Begin at the line below that contains "the white lamp". Repeat it and all remaining lines of the records exactly.

++++ Data for the task

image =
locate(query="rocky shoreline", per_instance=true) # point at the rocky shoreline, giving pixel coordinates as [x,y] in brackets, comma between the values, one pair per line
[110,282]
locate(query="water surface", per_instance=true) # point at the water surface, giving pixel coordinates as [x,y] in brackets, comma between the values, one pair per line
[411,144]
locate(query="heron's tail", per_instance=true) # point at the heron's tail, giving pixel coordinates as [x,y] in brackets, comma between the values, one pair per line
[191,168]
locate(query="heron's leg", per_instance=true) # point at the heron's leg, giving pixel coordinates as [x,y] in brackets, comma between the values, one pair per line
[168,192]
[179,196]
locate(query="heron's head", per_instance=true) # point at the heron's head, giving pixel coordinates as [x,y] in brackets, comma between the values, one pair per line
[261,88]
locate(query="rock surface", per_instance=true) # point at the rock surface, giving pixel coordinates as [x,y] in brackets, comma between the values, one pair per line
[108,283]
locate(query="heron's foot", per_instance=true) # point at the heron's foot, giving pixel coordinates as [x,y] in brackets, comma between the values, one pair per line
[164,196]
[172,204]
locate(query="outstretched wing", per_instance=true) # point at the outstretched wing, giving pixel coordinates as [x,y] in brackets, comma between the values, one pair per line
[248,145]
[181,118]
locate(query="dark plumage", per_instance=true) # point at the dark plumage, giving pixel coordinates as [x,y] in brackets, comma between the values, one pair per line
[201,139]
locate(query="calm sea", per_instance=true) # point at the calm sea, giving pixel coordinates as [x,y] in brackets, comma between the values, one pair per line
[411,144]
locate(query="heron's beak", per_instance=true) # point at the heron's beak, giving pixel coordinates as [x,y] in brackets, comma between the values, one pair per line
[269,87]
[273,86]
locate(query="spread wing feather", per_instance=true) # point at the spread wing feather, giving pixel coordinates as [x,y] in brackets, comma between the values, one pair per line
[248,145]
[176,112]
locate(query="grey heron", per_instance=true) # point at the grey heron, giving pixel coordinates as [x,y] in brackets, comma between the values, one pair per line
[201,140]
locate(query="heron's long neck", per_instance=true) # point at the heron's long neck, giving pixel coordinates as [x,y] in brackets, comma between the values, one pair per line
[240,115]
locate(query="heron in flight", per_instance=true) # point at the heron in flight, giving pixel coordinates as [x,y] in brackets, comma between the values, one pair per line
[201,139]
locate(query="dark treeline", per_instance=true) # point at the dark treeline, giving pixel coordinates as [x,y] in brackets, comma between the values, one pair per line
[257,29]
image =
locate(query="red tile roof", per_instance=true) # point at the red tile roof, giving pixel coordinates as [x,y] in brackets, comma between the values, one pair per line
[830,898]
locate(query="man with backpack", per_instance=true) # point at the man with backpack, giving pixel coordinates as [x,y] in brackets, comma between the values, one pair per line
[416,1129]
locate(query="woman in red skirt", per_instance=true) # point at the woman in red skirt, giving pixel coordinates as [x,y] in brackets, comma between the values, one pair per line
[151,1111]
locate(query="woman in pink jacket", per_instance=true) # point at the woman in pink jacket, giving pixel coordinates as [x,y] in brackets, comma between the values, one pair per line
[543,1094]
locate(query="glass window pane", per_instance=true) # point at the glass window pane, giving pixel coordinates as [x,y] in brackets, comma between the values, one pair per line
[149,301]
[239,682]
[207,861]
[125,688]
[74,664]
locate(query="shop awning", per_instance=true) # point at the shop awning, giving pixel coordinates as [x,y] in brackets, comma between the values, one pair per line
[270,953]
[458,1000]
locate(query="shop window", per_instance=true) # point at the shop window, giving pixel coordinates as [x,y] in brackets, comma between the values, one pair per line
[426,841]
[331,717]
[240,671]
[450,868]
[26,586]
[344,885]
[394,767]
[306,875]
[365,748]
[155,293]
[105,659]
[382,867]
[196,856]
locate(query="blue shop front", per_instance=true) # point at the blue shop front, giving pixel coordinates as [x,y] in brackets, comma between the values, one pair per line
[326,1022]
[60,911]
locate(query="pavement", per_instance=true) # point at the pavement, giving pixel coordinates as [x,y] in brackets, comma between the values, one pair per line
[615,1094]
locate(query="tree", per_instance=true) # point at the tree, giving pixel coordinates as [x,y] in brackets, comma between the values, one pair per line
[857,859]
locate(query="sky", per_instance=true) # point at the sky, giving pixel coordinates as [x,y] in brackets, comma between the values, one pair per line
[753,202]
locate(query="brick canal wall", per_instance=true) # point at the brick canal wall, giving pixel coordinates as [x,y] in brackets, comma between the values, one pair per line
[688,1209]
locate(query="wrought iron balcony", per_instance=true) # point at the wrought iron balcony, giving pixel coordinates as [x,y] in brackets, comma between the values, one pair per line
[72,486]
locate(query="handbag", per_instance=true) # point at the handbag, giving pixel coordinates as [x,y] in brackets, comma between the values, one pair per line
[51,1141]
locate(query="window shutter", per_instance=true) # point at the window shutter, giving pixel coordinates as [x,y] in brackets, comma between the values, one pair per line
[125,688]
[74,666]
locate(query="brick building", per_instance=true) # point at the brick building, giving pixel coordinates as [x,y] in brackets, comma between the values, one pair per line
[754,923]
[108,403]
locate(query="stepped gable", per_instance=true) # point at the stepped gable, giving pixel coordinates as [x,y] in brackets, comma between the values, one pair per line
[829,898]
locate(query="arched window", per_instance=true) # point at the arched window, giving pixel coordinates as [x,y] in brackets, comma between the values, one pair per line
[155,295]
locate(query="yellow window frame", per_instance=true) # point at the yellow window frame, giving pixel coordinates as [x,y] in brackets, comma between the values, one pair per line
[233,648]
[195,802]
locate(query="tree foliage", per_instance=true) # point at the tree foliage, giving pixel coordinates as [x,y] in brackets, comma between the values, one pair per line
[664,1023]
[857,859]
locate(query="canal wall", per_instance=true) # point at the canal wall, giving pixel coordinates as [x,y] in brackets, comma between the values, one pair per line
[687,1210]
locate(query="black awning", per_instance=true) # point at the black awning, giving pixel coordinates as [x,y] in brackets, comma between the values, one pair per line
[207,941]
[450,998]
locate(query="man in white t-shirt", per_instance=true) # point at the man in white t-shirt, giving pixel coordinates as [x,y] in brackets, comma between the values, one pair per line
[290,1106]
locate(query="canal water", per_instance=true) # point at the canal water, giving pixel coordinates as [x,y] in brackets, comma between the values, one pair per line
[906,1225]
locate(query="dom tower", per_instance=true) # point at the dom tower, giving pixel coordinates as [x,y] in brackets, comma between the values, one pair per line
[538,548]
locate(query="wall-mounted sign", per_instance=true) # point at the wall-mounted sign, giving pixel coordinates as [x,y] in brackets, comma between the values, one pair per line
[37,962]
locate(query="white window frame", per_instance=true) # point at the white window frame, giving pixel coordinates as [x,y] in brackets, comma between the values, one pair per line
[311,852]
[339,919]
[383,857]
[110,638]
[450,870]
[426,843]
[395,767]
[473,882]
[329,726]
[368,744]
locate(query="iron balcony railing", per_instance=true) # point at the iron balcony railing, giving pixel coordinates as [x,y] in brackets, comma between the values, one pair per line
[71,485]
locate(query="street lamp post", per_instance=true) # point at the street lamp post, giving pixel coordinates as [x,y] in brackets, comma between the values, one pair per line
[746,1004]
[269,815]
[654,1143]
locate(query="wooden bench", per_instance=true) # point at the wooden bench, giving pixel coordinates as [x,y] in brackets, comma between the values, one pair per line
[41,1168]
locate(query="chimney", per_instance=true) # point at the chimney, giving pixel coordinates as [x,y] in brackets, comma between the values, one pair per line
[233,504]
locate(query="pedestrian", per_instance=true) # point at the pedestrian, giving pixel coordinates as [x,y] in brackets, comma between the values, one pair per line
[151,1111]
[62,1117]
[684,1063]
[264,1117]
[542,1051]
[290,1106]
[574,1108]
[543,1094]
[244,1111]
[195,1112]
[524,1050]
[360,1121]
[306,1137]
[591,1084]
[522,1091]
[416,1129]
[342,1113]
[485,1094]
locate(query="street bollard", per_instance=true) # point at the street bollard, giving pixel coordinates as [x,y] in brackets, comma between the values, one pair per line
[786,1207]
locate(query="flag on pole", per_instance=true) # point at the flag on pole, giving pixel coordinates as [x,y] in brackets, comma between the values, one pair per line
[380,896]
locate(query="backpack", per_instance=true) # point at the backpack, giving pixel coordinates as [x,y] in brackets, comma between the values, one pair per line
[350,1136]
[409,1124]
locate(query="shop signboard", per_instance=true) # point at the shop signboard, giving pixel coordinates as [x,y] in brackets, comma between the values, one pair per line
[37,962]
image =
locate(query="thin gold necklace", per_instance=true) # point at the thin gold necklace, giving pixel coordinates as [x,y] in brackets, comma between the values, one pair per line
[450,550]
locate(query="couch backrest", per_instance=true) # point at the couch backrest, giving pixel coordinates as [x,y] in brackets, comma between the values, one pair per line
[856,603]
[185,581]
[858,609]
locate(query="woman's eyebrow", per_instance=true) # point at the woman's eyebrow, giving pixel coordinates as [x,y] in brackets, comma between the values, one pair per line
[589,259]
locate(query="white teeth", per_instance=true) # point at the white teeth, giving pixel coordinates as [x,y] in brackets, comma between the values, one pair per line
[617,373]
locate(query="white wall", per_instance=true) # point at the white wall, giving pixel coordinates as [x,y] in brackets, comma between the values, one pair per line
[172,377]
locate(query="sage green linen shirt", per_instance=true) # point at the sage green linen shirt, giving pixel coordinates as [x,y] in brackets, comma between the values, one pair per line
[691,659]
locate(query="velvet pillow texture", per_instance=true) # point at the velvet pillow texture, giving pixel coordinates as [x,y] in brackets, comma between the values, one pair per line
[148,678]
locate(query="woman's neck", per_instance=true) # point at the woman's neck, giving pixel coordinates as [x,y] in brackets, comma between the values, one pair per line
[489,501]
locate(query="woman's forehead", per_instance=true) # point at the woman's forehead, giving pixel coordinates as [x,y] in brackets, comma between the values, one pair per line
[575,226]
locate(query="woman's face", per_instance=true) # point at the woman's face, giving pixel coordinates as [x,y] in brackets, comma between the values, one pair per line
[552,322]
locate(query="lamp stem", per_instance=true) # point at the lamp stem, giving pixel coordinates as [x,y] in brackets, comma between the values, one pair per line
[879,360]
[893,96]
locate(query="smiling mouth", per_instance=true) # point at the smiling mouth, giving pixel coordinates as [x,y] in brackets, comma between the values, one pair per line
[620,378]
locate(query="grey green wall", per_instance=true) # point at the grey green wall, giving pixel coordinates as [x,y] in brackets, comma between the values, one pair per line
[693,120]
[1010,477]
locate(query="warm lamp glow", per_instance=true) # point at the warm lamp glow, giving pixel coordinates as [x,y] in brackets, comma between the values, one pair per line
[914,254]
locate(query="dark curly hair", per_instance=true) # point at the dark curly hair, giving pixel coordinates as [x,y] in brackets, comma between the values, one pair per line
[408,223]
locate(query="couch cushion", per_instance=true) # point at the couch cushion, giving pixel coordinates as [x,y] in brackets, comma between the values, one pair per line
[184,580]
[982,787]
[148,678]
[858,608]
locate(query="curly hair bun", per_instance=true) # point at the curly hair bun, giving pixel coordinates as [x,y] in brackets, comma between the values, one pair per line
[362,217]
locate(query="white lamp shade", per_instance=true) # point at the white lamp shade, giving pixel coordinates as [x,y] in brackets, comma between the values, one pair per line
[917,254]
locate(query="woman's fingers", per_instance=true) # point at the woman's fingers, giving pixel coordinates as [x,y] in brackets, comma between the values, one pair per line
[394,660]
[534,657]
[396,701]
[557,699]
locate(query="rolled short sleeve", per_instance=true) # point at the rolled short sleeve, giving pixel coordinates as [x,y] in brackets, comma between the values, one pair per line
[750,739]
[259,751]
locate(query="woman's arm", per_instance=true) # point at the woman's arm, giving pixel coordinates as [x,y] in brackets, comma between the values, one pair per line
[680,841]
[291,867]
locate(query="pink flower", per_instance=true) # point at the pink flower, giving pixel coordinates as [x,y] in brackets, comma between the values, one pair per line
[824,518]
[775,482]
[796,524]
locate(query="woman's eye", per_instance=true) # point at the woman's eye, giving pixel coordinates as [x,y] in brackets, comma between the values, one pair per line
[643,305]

++++++++

● **Solution to this problem**:
locate(query="white lamp shade", per_instance=true) # point at the white lamp shade, giving pixel coordinates as [x,y] in brackets, comma between the values, one pair per line
[917,254]
locate(query="woman's fingers", per_instance=true) # point at the woman's fingers, giving pixel coordinates as [x,y] in brackets, comma between the values, one pair per line
[394,660]
[534,657]
[396,701]
[557,699]
locate(query="rolled short sleeve", per_instance=true) # point at the rolled short sleeve, giving pixel coordinates as [x,y] in brackets, comma between the values, one pair per line
[750,739]
[259,751]
locate(query="woman's arm", per_instance=true) # point at the woman's arm, giving pixel coordinates as [x,y] in brackets, comma between the values, one pair per line
[680,841]
[291,867]
locate(query="pink flower", per_instance=true) # point at the pink flower, giving pixel coordinates as [x,y] in brackets, comma between the values, one pair per line
[824,518]
[775,482]
[796,524]
locate(query="woman's eye", per_instance=true) # point at the woman's eye, giving pixel coordinates as [x,y] in brackets, comma between the values, one pair per line
[643,305]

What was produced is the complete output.